In the listing below, print exactly the lines between the line holding "x=17, y=185" and the line holding "x=209, y=206", inclusive, and no more.

DATASET ENTRIES below:

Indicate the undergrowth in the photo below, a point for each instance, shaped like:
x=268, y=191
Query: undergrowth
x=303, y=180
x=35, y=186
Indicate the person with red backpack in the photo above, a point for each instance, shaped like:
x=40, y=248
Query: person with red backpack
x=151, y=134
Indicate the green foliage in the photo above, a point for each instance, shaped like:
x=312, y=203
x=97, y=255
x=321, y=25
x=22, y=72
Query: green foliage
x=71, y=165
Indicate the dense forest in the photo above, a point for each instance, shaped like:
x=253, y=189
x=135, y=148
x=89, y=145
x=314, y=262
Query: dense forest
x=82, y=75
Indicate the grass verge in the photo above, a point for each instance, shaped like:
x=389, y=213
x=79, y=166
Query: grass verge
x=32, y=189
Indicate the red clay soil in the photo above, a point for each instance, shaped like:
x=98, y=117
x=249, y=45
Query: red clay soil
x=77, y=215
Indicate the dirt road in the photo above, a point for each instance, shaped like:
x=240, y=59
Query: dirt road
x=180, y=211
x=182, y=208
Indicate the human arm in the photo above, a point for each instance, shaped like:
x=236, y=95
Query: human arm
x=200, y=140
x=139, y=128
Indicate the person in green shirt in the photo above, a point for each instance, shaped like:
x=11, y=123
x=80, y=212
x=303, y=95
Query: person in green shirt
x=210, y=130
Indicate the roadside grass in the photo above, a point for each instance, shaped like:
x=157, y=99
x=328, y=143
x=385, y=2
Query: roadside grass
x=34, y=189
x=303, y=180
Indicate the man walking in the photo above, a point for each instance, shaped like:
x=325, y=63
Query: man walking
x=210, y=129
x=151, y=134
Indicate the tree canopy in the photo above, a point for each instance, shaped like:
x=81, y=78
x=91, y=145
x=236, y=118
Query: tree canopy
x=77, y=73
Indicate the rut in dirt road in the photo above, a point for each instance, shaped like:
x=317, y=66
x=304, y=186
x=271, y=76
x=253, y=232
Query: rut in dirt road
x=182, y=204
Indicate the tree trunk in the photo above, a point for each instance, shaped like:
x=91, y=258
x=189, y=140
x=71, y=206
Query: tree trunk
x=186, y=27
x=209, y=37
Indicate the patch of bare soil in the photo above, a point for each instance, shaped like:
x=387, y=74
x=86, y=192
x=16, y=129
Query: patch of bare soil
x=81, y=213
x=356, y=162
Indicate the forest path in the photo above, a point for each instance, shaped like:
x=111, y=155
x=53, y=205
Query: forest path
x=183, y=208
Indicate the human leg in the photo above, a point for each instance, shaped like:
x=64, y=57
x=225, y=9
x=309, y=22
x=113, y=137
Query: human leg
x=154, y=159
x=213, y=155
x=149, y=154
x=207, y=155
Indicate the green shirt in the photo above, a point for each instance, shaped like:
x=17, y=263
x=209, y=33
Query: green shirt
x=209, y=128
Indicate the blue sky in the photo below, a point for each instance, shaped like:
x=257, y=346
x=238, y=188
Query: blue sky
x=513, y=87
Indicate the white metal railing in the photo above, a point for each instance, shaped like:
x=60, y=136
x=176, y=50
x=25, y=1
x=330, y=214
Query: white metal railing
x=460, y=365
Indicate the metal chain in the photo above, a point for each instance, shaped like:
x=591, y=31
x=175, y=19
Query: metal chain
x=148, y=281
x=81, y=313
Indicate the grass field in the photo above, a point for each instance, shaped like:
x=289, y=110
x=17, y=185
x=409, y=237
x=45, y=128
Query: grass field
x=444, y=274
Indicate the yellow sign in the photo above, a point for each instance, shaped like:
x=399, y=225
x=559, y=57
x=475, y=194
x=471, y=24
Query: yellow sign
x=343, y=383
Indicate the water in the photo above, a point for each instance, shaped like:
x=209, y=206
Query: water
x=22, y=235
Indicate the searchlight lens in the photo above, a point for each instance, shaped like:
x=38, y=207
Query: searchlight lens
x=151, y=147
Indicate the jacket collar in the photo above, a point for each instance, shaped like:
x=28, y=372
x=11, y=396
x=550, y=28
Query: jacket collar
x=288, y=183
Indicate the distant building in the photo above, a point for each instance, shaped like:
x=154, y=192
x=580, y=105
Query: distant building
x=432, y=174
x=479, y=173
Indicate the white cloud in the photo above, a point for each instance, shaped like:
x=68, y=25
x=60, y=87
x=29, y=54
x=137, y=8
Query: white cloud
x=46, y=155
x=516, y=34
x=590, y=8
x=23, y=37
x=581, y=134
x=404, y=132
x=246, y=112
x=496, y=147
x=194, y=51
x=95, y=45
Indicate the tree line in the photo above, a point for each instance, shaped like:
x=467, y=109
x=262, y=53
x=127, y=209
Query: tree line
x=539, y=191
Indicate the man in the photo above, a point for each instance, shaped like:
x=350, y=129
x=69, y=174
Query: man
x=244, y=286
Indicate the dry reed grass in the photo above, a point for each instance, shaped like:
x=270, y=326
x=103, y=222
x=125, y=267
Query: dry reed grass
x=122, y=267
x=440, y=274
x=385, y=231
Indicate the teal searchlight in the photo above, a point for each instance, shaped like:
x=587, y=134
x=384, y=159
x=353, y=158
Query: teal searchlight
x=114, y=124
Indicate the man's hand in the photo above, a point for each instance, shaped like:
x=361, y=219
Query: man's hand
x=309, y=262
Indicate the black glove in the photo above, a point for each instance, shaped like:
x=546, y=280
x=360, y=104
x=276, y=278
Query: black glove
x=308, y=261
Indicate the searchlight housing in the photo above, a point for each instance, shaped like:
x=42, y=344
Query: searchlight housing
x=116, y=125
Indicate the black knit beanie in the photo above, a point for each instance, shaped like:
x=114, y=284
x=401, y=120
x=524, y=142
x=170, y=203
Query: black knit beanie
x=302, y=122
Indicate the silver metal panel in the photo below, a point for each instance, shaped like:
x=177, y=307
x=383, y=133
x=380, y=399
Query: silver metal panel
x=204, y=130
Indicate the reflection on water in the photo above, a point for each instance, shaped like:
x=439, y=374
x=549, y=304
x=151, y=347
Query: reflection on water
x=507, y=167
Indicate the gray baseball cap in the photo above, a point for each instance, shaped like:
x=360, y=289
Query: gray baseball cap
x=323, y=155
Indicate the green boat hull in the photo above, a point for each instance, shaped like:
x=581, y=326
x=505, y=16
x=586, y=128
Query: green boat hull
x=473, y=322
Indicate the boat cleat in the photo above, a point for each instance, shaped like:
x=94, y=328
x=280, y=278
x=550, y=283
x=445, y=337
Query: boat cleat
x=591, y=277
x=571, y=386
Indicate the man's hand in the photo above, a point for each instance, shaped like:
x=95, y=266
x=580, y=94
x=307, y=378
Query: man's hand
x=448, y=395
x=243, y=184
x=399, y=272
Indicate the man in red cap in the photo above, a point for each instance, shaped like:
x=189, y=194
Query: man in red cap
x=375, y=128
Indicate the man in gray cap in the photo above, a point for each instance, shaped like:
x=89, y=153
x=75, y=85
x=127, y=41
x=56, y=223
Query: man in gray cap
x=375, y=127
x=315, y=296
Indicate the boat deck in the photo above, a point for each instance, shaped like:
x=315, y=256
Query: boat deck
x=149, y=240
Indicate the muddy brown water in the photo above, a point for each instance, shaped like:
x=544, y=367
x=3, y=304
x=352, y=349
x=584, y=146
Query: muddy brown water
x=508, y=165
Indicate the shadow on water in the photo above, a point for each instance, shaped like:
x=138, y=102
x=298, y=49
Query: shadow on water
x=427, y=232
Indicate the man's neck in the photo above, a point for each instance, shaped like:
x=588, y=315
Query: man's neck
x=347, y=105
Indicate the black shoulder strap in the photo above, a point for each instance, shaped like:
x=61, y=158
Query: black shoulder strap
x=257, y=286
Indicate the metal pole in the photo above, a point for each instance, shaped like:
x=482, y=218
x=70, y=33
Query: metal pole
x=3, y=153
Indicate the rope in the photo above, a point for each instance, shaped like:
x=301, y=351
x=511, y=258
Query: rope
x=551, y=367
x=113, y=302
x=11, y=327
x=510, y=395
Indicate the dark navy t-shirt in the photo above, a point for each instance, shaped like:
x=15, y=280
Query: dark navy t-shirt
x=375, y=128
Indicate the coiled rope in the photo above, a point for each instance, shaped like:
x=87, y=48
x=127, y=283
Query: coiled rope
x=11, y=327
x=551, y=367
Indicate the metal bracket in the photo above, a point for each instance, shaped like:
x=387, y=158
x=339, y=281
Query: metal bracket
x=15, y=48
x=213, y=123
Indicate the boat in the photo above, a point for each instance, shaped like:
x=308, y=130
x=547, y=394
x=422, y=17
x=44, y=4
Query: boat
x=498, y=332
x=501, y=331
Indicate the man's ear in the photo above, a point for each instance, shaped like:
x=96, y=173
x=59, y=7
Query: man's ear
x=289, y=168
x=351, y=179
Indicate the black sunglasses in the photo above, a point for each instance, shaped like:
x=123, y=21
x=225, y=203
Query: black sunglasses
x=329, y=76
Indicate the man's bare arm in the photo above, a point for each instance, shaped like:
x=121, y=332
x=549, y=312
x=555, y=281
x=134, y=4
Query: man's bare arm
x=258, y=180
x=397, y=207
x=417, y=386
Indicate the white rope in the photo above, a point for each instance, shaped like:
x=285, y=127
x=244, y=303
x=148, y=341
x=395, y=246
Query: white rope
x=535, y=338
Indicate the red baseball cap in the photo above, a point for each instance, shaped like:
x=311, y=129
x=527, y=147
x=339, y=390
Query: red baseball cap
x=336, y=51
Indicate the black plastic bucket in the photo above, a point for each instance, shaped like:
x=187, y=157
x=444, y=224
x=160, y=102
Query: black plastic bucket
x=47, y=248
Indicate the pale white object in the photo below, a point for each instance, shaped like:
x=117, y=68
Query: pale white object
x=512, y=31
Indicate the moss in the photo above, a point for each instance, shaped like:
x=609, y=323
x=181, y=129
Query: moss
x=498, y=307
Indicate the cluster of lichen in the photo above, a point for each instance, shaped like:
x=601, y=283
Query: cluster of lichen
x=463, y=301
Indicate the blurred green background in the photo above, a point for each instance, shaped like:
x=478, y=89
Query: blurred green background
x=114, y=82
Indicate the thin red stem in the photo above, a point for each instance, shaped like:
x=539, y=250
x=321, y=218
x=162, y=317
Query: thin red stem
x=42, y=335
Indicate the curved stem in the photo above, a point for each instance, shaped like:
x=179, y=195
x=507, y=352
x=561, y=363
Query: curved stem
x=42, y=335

End of DATASET ENTRIES.

EXERCISE RESPONSE:
x=17, y=185
x=409, y=237
x=45, y=128
Query: grass field
x=444, y=274
Indicate the yellow sign in the photo above, a point for each instance, shaped like:
x=399, y=225
x=559, y=57
x=475, y=194
x=471, y=24
Query: yellow sign
x=343, y=383
Indicate the water in the photo above, a point for each instance, shaped like:
x=209, y=206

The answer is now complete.